→ **What you will do**
Give every entry again, exactly as it stands.

** Opening Records supplied block **

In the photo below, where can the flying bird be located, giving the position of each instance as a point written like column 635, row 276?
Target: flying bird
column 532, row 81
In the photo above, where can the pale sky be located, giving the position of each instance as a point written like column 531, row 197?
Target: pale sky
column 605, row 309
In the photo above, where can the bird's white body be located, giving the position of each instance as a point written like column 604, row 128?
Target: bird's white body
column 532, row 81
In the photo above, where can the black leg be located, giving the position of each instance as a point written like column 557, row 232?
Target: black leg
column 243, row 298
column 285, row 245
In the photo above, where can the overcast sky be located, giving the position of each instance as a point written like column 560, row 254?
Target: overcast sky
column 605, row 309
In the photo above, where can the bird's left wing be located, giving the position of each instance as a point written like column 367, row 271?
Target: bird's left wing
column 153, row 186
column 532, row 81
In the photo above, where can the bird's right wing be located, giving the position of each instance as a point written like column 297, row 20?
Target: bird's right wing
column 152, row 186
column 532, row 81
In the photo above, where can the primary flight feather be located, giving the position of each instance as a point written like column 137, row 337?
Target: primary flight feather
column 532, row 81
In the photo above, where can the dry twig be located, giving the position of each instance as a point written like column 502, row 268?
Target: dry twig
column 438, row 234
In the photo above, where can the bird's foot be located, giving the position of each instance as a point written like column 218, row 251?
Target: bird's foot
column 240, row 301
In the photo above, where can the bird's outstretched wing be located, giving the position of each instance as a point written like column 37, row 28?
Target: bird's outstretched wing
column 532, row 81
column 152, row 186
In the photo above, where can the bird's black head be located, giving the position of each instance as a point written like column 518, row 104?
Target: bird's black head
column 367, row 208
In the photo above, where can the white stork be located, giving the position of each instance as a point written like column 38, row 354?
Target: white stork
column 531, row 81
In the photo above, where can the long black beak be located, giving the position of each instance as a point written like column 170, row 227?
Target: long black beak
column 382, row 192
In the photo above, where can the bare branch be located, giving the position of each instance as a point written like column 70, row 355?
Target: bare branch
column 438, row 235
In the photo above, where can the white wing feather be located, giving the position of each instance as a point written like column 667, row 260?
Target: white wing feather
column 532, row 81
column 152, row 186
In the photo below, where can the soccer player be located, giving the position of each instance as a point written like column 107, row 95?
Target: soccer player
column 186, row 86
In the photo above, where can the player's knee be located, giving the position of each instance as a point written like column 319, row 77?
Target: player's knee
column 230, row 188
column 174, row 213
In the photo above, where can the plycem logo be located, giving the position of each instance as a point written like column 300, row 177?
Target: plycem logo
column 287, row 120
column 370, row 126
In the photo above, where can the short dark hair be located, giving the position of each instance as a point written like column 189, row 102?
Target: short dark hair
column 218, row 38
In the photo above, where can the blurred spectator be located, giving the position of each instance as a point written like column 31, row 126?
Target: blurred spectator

** Closing Records supplied block **

→ **Solved exercise**
In the photo below, where can the flying bird be located, giving the position of each instance as a point written like column 635, row 276?
Target: flying bird
column 532, row 81
In the photo above, where can the pale sky be located, giving the position of each instance as a point written like column 531, row 197?
Target: pale sky
column 605, row 309
In the photo above, where can the bird's white body be located, giving the position of each instance as a point written like column 604, row 128?
Target: bird's white body
column 532, row 81
In the photo above, where can the black leg be located, giving the position of each instance as a point written like column 557, row 232?
Target: black leg
column 243, row 298
column 285, row 245
In the photo above, where can the overcast sky be located, giving the position of each instance as a point written like column 560, row 254?
Target: overcast sky
column 605, row 309
In the photo above, where can the bird's left wing be located, giving the position of each instance as a point written like column 367, row 271?
Target: bird's left wing
column 153, row 186
column 532, row 81
In the photo above, where can the bird's right wing be located, giving the position of each instance as a point written like column 297, row 20?
Target: bird's right wing
column 152, row 186
column 532, row 81
In the photo above, where can the primary flight feather be located, giving the position of each instance as a point written like column 137, row 337?
Target: primary flight feather
column 532, row 81
In the photo above, where can the dry twig be located, giving the position of each instance as a point written like column 502, row 268?
Target: dry twig
column 438, row 234
In the photo above, where can the bird's foot be located, giving the position of each instance as a point written like column 218, row 251?
Target: bird's foot
column 240, row 301
In the photo above, where can the bird's outstretched wing be located, giving the position of each instance as a point written like column 37, row 28?
Target: bird's outstretched wing
column 532, row 81
column 152, row 186
In the photo above, where can the bird's black head be located, giving the position of each instance as a point written like column 518, row 104?
Target: bird's black head
column 367, row 208
In the photo above, where can the white stork be located, giving the position of each instance as a point written like column 38, row 354?
Target: white stork
column 531, row 81
In the photo above, where can the long black beak be located, giving the position of each instance as a point written like column 170, row 227?
Target: long black beak
column 382, row 192
In the photo above, where can the bare branch be located, giving the position of each instance as a point written like column 70, row 355?
Target: bare branch
column 438, row 235
In the photo above, where can the white wing feather be located, giving the position of each instance as a point written like column 667, row 260?
Target: white wing feather
column 532, row 81
column 152, row 186
In the photo below, where can the soccer player be located, giving the position of each instance as a point written like column 107, row 95?
Target: soccer player
column 186, row 86
In the photo above, where can the player's knee be located, giving the position of each instance as a point written like column 319, row 77?
Target: player's knee
column 230, row 188
column 174, row 213
In the photo above, where can the plycem logo be located, giving the position of each instance as a point written like column 300, row 177?
Target: plycem logo
column 287, row 120
column 370, row 126
In the photo above, where can the short dark hair be located, giving the position of each instance as a point written like column 189, row 102?
Target: short dark hair
column 218, row 38
In the photo above, where can the blurred spectator be located, giving the position of each instance as a point written like column 31, row 126?
Target: blurred spectator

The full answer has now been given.